Excerpted data:

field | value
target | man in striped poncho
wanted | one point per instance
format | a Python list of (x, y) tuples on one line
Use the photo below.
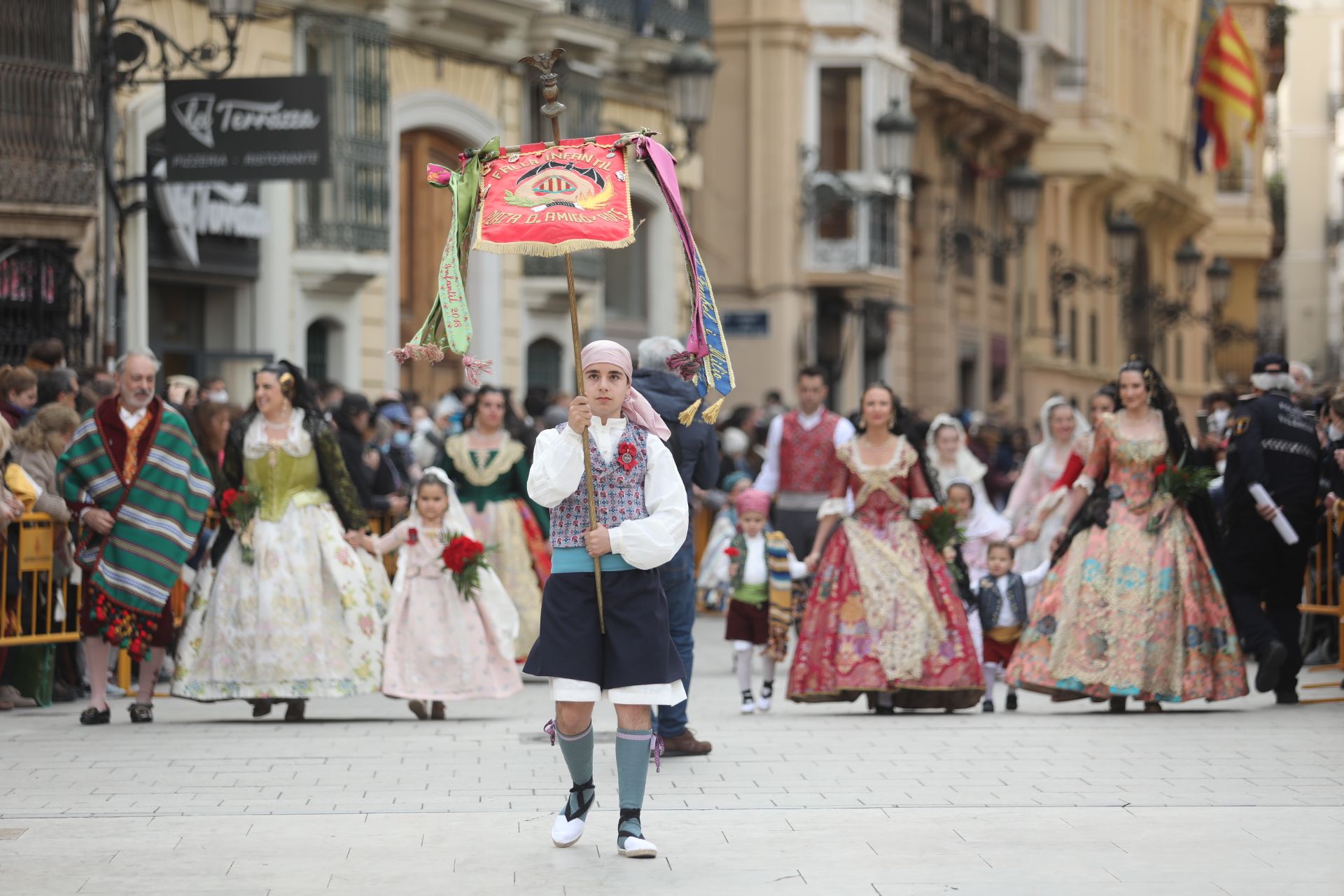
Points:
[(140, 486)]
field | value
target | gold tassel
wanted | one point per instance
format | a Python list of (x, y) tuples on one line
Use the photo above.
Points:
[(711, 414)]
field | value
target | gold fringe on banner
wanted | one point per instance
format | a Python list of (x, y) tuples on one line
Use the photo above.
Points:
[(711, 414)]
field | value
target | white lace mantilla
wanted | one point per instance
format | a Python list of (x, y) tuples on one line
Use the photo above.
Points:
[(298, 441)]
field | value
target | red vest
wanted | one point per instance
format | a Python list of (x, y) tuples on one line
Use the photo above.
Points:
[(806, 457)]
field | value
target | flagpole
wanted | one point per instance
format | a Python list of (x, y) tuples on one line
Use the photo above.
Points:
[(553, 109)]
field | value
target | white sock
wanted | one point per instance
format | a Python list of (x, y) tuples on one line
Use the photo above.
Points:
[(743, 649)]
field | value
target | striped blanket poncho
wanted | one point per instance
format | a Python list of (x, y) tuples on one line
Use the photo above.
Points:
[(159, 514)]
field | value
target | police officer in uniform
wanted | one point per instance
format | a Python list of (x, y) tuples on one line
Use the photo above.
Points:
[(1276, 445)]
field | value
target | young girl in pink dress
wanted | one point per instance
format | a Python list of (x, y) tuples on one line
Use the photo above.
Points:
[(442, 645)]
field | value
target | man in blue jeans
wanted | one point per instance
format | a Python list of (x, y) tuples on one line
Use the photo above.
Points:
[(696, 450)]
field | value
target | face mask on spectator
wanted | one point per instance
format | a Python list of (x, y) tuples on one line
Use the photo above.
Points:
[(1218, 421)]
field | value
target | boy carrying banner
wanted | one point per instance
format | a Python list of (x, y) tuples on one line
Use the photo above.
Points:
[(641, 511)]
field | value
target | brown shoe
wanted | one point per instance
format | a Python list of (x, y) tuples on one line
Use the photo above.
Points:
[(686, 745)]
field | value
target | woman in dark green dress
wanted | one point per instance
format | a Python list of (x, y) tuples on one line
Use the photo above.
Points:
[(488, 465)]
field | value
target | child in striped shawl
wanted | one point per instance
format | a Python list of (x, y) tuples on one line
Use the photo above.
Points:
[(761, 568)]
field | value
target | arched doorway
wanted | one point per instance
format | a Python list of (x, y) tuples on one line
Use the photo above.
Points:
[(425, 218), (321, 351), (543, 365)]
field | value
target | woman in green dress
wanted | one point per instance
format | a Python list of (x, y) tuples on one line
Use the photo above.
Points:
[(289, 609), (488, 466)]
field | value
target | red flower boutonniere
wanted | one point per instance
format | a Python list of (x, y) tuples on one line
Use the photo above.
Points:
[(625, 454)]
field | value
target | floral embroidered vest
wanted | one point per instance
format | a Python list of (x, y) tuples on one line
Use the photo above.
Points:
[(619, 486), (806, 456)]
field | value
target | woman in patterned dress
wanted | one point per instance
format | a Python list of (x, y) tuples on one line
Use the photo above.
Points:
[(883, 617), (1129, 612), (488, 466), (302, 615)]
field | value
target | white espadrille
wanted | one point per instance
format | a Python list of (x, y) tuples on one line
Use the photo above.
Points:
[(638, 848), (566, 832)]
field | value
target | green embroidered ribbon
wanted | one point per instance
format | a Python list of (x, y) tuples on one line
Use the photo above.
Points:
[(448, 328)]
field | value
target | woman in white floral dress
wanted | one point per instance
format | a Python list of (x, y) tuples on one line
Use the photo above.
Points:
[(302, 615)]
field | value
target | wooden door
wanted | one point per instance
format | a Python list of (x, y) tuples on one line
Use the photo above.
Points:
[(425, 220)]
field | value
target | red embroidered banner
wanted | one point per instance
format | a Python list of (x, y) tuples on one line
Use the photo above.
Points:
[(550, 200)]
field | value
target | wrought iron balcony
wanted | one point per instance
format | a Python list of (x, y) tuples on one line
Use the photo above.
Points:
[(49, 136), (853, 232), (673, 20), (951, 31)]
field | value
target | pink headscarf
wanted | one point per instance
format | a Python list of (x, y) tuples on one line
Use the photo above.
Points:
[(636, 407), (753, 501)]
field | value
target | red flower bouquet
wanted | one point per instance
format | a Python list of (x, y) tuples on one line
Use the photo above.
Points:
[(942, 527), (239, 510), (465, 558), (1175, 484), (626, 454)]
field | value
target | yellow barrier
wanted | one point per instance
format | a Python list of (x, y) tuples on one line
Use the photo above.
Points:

Prompt: Reproduce the material in full, word for word, and omit the pictures.

Completed task:
field | value
target | man in striped poncho
wanted | one point per instance
format | a Python list of (x, y) tuples on one line
Use the photo below.
Points:
[(140, 486)]
field | value
target | gold tassel
wanted | one point per instance
format | a Python list of (x, y) tuples on one line
Use the photo above.
Points:
[(711, 414)]
field | value
target | gold fringe on banner
wanted | one point per instance
format | a Python list of (x, y) tuples on one line
Use the photo above.
Points:
[(711, 414)]
field | value
target | white lace mantilla
wanted | one point per instance
format | a Python list of (x, y) tuples on one line
Use the photo above.
Points:
[(298, 441)]
field | value
target | red vest
wanted | one point per instance
format | a Python list of (x, y) tuples on one line
Use the photo above.
Points:
[(806, 457)]
field | value
target | flagpole
wanted | one point per instance
format | a Python list of (x, y) tuples on one line
Use the photo above.
Points:
[(553, 109)]
field | value
target | white sock
wanted | one point per instance
format | a Python list of (x, y) tuples on one line
Use the photo above.
Points:
[(743, 649)]
field | value
target | striped blanket poncho
wanted | one point per instance
format | a Python list of (x, y) tuples on one line
Use the photo above.
Points:
[(159, 514)]
field | value
target | police officer in uniform
wanted | one point per instance
format | a Python list of (x, y) tuples on one line
Use the photo above.
Points:
[(1276, 445)]
field | value
target | young girl in pink dress
wanted | one point per instance
format | a Python list of (x, y) tuples on one line
Use the photo above.
Points:
[(442, 645)]
field | value
target | man in blue jeans
wanted | one point per instance
format | a Python list of (x, y) tuples on one line
Use the photo above.
Points:
[(696, 450)]
field | value
target | face mask on spectator
wanted | one point per instance
format | a Python list of (x, y) tuples on one line
Use the photo above.
Points:
[(1218, 421)]
field | value
target | boy carrying banner
wanted | one point per instance
format | a Python list of (x, y) tuples on one line
Use the photo above.
Points:
[(641, 511)]
field | value
target | brown shoe
wanted | one point per instance
format | a Python list of (x, y) tuples on one line
Use the photo above.
Points:
[(686, 745)]
field | value
target | woman in dark green dress
wanted | one point per instance
format | a Python list of (x, y) tuples on one line
Use the photo above.
Points:
[(488, 465)]
field | value
target | child in striped shawl
wanted | one point per instance
format | a Python list of (x, y) tuples on one line
Use the photo above.
Points:
[(761, 568)]
field | value
target | arched doorway
wanted | one point per instance
format | a Python list of (x, y) tuples on one line
Use the photo above.
Points:
[(425, 218), (321, 351), (543, 365)]
field | value
target | woman in green dress
wanted | one point per instance
format | a Python list of (x, y) tuples on one line
Use the photo above.
Points:
[(289, 609), (488, 466)]
field | value
target | red flower boutonniere
wanted | one point per instance
format | a Python list of (x, y) tuples on one line
Use the photo above.
Points:
[(625, 454)]
field | value
target | floral embroidered vest
wanted | one point per instance
format | a Python list of (x, y) tuples on one line
Use the photo above.
Points:
[(619, 486), (806, 456)]
field | value
target | woman in patterned dress
wanted | one point per instance
format | a Python list of (x, y) tuples on one line
Use the photo above.
Points:
[(883, 617), (1129, 612), (488, 466), (302, 615)]
field | value
target | white espadrille
wanted | one point per instance
format | a Python list of (x, y) tuples on one line
Use the photo above.
Points:
[(638, 848), (566, 832)]
field | value
target | green embroidered ribbon
wanted | one point per instance
format | a Python list of (x, y) tuples on one line
Use the photo above.
Points:
[(448, 328)]
field | value
target | woman in white floral dress
wanted | one point per instance
format | a Python list of (x, y) tuples on one line
Use the photo above.
Points:
[(302, 615)]
field | value
target | wooden door
wanted | one point per instance
format | a Python list of (x, y) tuples on one line
Use the photo above.
Points:
[(425, 220)]
field | value
target | red embroidered banner
wanted | one point per instance
format | a Python list of (x, y) tuples on one line
Use the photo above.
Points:
[(550, 200)]
field | value
target | wrought iron balcony
wanted | one point per instance
format | a Python list of (x, y) tuples on one line
Use the photo above.
Points:
[(49, 136), (853, 232), (673, 20), (951, 31)]
field | value
target | pink headscarf
wanted | one point per instance
format | a Python list of (x, y) tuples on one line
Use the photo above.
Points:
[(636, 407), (753, 501)]
field | value
target | red flower bouquet
wanted | one point per instance
format | a Python list of (x, y) tuples on one line
Use the photo above.
Points:
[(942, 527), (239, 510), (465, 558), (1175, 484), (626, 454)]
field | value
target | yellow barrier
wanted | one point per instance
format | a Python list of (x, y) tuples on one line
Use the photo above.
Points:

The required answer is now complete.